On my first visit to the Mayan Grill, I had the Tacos al Pastor. This arrives as piles of marinated pork on rounds of soft corn or flour tortillas. Bits of mint, a dash of lime and a hunk of pineapple complete the ensemble. Any resemblance to Taco Bell’s tacos is purely coincidental. Each ingredient lends its voice in such a way that you stop and savour; the sweetness of the pineapple and the savoury of the pork, the tartness of the lime; it’s all here. You can tell the tastes apart, even as they merge together.
Yesterday, I had the chicken enchiladas which, in lesser Mexican restaurants, is usually an excuse to slather on the cheese and the sauce, but that wasn’t the case here. We were not overpowered with cheese or sour cream. The chicken was cooked well and in good proportion, and the flour tortillas were coated with tangy green salsa. Again, the divergent flavors forced me to stop and savour.
My mother-in-law has been to a number of Mexican restaurants across North America, including small joints in Mexico, and she called the Mayan Grill the best Mexican restaurant she’d ever visited. You might have a little trouble believing such high praise, but I can tell you that the Mayan Grill changed my opinion of Mexican cuisine. And you can’t get much better than that.
The Mayan Grill is located at 960 King Street East in Cambridge, downtown Preston.
________________
> PROBLEM REQUIREMENTS
In the restaurant review, what coats the flour tortillas of the chicken enchiladas?

> LISTED RECORDS
________________
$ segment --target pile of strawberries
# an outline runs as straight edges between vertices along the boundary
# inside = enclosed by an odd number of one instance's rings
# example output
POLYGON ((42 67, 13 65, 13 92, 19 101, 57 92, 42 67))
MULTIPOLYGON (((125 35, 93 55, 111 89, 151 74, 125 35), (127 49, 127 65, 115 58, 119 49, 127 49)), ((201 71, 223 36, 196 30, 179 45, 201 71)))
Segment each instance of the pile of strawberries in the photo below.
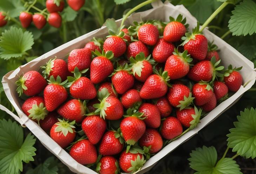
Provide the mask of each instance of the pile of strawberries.
POLYGON ((101 174, 137 171, 242 84, 241 68, 224 70, 199 24, 186 32, 185 23, 180 15, 110 29, 67 63, 55 58, 43 76, 26 73, 16 82, 29 97, 22 110, 79 163, 101 174))

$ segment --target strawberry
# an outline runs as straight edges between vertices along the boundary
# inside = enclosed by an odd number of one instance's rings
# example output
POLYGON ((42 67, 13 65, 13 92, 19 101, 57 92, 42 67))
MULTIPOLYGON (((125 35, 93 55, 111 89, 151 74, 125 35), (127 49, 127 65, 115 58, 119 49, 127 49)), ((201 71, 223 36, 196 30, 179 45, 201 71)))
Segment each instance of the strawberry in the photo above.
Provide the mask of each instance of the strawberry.
POLYGON ((105 133, 100 144, 99 152, 102 155, 115 155, 120 153, 123 147, 123 139, 119 131, 110 130, 105 133))
POLYGON ((135 78, 139 81, 144 82, 153 73, 153 67, 151 63, 155 61, 150 59, 150 55, 147 58, 142 52, 136 55, 135 59, 131 57, 130 59, 132 66, 132 71, 135 78))
POLYGON ((32 22, 32 14, 26 12, 23 12, 20 13, 19 18, 23 28, 28 27, 32 22))
POLYGON ((99 83, 105 80, 114 71, 114 66, 109 60, 114 57, 112 51, 101 54, 96 50, 95 54, 97 57, 93 59, 90 66, 90 77, 94 84, 99 83))
POLYGON ((139 153, 132 153, 123 151, 120 156, 120 167, 125 172, 134 173, 138 170, 146 162, 143 156, 139 153))
POLYGON ((50 59, 45 66, 41 67, 41 68, 45 69, 42 73, 46 78, 53 76, 56 79, 57 77, 59 76, 62 81, 67 79, 68 73, 68 65, 62 59, 50 59))
POLYGON ((94 163, 97 160, 97 150, 88 139, 77 142, 71 147, 69 154, 82 165, 94 163))
POLYGON ((186 37, 182 37, 184 40, 182 43, 184 50, 195 59, 201 61, 206 56, 207 52, 207 39, 203 35, 199 34, 199 23, 193 29, 193 33, 186 33, 186 37))
POLYGON ((171 80, 177 79, 184 77, 189 70, 189 63, 192 61, 190 55, 185 51, 180 53, 175 48, 173 55, 168 58, 164 66, 164 70, 168 72, 171 80))
POLYGON ((59 122, 54 124, 50 129, 50 136, 62 148, 66 147, 75 139, 75 121, 68 121, 58 119, 59 122))
POLYGON ((41 97, 34 96, 25 101, 21 107, 22 111, 31 119, 39 122, 43 120, 48 113, 45 106, 45 101, 41 97))
POLYGON ((149 55, 148 48, 142 42, 136 41, 130 44, 126 50, 126 57, 128 59, 132 57, 135 57, 136 55, 142 52, 144 53, 145 57, 149 55))
POLYGON ((82 128, 93 144, 97 143, 107 128, 106 121, 99 115, 87 116, 82 123, 82 128))
POLYGON ((160 133, 163 138, 170 140, 181 135, 183 131, 182 126, 178 120, 169 116, 163 121, 160 133))
POLYGON ((143 113, 146 118, 143 120, 147 127, 157 128, 161 123, 160 111, 155 105, 150 103, 144 103, 139 109, 139 112, 143 113))
POLYGON ((213 89, 208 83, 198 83, 193 86, 192 94, 195 97, 195 104, 202 106, 210 100, 213 94, 213 89))
POLYGON ((98 92, 98 98, 100 103, 93 105, 96 108, 95 113, 99 113, 104 119, 116 120, 120 119, 123 115, 122 103, 115 97, 109 97, 106 88, 103 88, 98 92))
POLYGON ((40 29, 46 24, 46 19, 45 16, 40 13, 35 13, 32 17, 34 24, 38 29, 40 29))
POLYGON ((35 71, 26 73, 16 83, 18 86, 16 91, 20 96, 23 93, 29 96, 38 94, 47 85, 45 79, 35 71))
POLYGON ((140 92, 136 89, 130 89, 122 95, 120 99, 123 107, 126 109, 129 107, 137 108, 141 104, 142 100, 140 97, 140 92))
POLYGON ((120 66, 115 69, 112 74, 111 81, 116 92, 123 94, 127 90, 132 88, 134 83, 134 77, 131 74, 128 64, 123 66, 120 66))
POLYGON ((221 60, 216 62, 213 57, 211 61, 203 60, 196 63, 191 68, 188 74, 188 77, 192 80, 196 82, 202 81, 207 82, 214 81, 216 76, 221 77, 223 75, 218 72, 224 69, 224 67, 217 66, 221 60))
POLYGON ((52 111, 66 100, 68 93, 63 85, 67 80, 61 82, 60 77, 58 76, 55 80, 53 76, 47 80, 50 83, 43 91, 43 97, 45 101, 46 109, 49 111, 52 111))
POLYGON ((205 60, 211 60, 211 58, 215 56, 215 61, 217 62, 220 60, 220 56, 217 50, 218 47, 213 44, 213 41, 212 42, 208 42, 208 50, 206 54, 206 57, 204 59, 205 60))
POLYGON ((170 22, 164 28, 163 38, 167 41, 175 42, 180 40, 186 32, 186 28, 188 25, 185 25, 186 18, 182 18, 182 15, 179 14, 176 20, 171 16, 169 17, 170 22))
POLYGON ((82 71, 90 67, 92 53, 89 49, 76 49, 69 53, 68 60, 68 71, 73 71, 76 67, 82 71))
POLYGON ((96 171, 100 174, 116 174, 120 170, 117 161, 111 156, 101 158, 96 167, 96 171))
POLYGON ((148 77, 140 91, 140 96, 143 99, 159 98, 167 92, 167 82, 169 80, 167 72, 162 73, 160 69, 159 73, 155 70, 154 72, 156 74, 148 77))
POLYGON ((153 50, 153 59, 156 62, 164 63, 173 55, 175 48, 173 44, 167 42, 163 38, 160 39, 153 50))
POLYGON ((112 36, 105 40, 103 49, 106 52, 112 51, 115 58, 121 56, 125 53, 126 44, 122 37, 112 36))
POLYGON ((147 129, 139 141, 140 145, 149 149, 150 153, 155 153, 163 147, 163 140, 160 134, 155 129, 147 129))
POLYGON ((225 96, 227 96, 228 92, 228 86, 223 82, 215 81, 213 83, 213 92, 218 100, 225 96))
POLYGON ((76 67, 74 70, 74 77, 68 77, 69 83, 66 87, 70 87, 70 95, 74 98, 82 100, 94 98, 97 95, 94 85, 90 79, 81 76, 81 73, 76 67))
POLYGON ((162 118, 170 115, 173 110, 173 108, 165 97, 158 99, 156 100, 155 105, 159 110, 162 118))
POLYGON ((202 105, 201 107, 204 111, 209 112, 216 107, 216 97, 215 96, 215 94, 214 93, 210 101, 204 105, 202 105))
POLYGON ((39 121, 40 127, 46 132, 49 131, 53 125, 59 122, 56 112, 50 112, 48 113, 43 120, 39 121))
POLYGON ((182 84, 174 84, 169 89, 167 97, 173 106, 181 110, 188 107, 194 98, 187 86, 182 84))
POLYGON ((61 26, 61 16, 58 12, 50 13, 47 18, 48 23, 50 25, 55 28, 59 28, 61 26))
POLYGON ((72 99, 60 106, 57 110, 58 113, 65 119, 69 121, 75 121, 81 123, 85 114, 85 106, 80 101, 72 99))
POLYGON ((224 81, 229 91, 236 92, 239 89, 243 83, 243 77, 237 71, 242 68, 242 67, 233 69, 230 65, 224 74, 224 81))
POLYGON ((85 4, 85 0, 67 0, 67 2, 71 8, 78 11, 85 4))
POLYGON ((146 125, 141 120, 143 113, 128 109, 126 116, 120 124, 120 128, 123 138, 127 144, 134 145, 146 130, 146 125))
POLYGON ((63 0, 60 1, 47 0, 45 5, 48 12, 50 13, 52 13, 62 12, 64 9, 64 3, 63 0))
________________
> SOLUTION TO THIS PROBLEM
Tangy green salsa.